Sie haben nichts zu lachen Foto: Cristina Damasceno

Es ist eine kalte Inszenierung. Kopfgesteuert. Daß das wenig Spaß macht, ist kalkuliert. Und legitim. Man könnte es als treffende Übersetzung des Stücks von Thomas Brasch ansehen, das dieser mit „16 Szenen“ betitelt, als handle es sich um eine Versuchsreihe mit Versuchspersonen und Todesfolge. Es geht um die Maschine Mensch, die der Mühle Gesellschaft ausgesetzt ist. Da die Geschichte außerdem unter dem blitzenden Stern eines Automodells steht, welches wunderbar als Allerweltsmetapher für Kapitalismus, Männlichkeitsgebaren und die große Freiheit stehen kann, ist wohl alles gebongt. Die drei auf dem Autostrich – eine Prostituierte, ein Arbeitsloser und ein Geist – stehen am Rande der Gesellschaft, dort, wo Milieudialekt geschnoddert wird und nur Träume und Drogen das Leben versüßen. Daß im Stück außerdem erklärt wird, „Mercedes“ bedeute im Spanischen „Maria von der Gnade der Gefangenenerlösung“, krönt knüppelhart die Bedeutungsschwangerschaft.

Formal geht Veit Schubert (eigentlich Schauspieler am BE) mit seiner Inszenierung auf Distanz zum Stoff und „führt vor“. Doch die jungen Schauspieler, Studenten an der „Konrad- Wolf“-Film- und Fernsehhochschule, haben (noch) nicht die Kraft, das kalte Spiel mit Spannung zu füllen. Zu lachen gibt's sowieso nichts.
___
● **Kurze Aufgabe a**
Welchen Titel gibt Thomas Brasch seinem Stück laut der Theaterkritik?
Die Theaterkritik und die Zeilen stammen aus verschiedenen Quellen.

● **Bereitgestellte Daten**
___
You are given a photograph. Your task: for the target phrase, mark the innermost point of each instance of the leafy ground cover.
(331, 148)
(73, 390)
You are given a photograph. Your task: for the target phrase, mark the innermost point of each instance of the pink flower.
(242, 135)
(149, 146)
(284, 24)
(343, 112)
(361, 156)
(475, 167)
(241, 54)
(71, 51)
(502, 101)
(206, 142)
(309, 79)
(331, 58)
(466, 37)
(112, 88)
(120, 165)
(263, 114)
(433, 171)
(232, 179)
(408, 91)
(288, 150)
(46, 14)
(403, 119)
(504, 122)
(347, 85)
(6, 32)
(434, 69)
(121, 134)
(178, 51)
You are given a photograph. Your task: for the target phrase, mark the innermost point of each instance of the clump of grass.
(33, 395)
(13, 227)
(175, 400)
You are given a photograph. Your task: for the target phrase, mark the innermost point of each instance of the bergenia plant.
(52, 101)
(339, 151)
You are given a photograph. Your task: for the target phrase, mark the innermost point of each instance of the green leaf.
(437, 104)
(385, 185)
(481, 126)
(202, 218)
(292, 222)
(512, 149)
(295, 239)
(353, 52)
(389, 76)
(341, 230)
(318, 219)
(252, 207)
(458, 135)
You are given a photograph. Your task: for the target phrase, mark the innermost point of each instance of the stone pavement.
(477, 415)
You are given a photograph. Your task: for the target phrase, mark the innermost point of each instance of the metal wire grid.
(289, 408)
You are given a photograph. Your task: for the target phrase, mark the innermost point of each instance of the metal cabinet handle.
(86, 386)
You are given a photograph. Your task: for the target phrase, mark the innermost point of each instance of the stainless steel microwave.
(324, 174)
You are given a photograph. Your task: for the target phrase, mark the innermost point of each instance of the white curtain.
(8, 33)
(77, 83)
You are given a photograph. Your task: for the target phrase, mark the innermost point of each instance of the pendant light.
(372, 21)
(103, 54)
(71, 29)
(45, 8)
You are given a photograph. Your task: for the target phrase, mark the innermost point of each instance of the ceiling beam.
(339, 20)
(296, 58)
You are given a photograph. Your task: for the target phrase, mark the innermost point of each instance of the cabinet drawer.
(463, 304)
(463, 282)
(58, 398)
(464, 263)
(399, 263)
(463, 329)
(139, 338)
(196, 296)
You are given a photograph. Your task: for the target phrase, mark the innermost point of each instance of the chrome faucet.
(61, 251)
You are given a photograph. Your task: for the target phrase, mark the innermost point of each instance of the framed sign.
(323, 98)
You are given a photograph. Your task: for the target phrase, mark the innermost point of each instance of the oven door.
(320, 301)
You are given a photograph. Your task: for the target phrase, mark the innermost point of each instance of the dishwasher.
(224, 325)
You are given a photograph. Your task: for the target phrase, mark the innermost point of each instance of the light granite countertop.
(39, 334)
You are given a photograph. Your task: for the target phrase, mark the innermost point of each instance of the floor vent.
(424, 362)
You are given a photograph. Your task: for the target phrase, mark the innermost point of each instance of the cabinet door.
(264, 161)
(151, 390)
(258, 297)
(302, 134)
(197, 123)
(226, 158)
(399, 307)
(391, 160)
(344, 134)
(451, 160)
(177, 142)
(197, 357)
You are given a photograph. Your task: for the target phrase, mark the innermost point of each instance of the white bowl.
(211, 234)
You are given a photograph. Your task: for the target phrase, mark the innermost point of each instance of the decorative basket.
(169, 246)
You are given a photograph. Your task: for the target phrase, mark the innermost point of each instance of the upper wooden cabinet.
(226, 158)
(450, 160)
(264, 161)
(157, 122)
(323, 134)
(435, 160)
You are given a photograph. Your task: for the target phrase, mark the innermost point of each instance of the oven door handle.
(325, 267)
___
● **Kurze Aufgabe b**
Geben Sie den Abschnitt der bereitgestellten Zeilen, der mit der Zeile beginnt, die „the framed sign.“ enthält, und bis zum Ende dieser Zeilen reicht, als JSON-Liste von Zeichenketten aus, mit einem Eintrag pro Zeile und ohne Leerzeilen. Schließen Sie die Anfangszeile und die letzte Zeile mit ein.

● **Schriftliche Antwort a**
Er betitelt es mit „16 Szenen“.

● **Schriftliche Antwort b**
[
  "You are given a photograph. Your task: for the target phrase, mark the innermost point of each instance of the framed sign.",
  "(323, 98)",
  "You are given a photograph. Your task: for the target phrase, mark the innermost point of each instance of the oven door.",
  "(320, 301)",
  "You are given a photograph. Your task: for the target phrase, mark the innermost point of each instance of the dishwasher.",
  "(224, 325)",
  "You are given a photograph. Your task: for the target phrase, mark the innermost point of each instance of the light granite countertop.",
  "(39, 334)",
  "You are given a photograph. Your task: for the target phrase, mark the innermost point of each instance of the floor vent.",
  "(424, 362)",
  "You are given a photograph. Your task: for the target phrase, mark the innermost point of each instance of the cabinet door.",
  "(264, 161)",
  "(151, 390)",
  "(258, 297)",
  "(302, 134)",
  "(197, 123)",
  "(226, 158)",
  "(399, 307)",
  "(391, 160)",
  "(344, 134)",
  "(451, 160)",
  "(177, 142)",
  "(197, 357)",
  "You are given a photograph. Your task: for the target phrase, mark the innermost point of each instance of the white bowl.",
  "(211, 234)",
  "You are given a photograph. Your task: for the target phrase, mark the innermost point of each instance of the decorative basket.",
  "(169, 246)",
  "You are given a photograph. Your task: for the target phrase, mark the innermost point of each instance of the upper wooden cabinet.",
  "(226, 158)",
  "(450, 160)",
  "(264, 161)",
  "(157, 122)",
  "(323, 134)",
  "(435, 160)",
  "You are given a photograph. Your task: for the target phrase, mark the innermost point of each instance of the oven door handle.",
  "(325, 267)"
]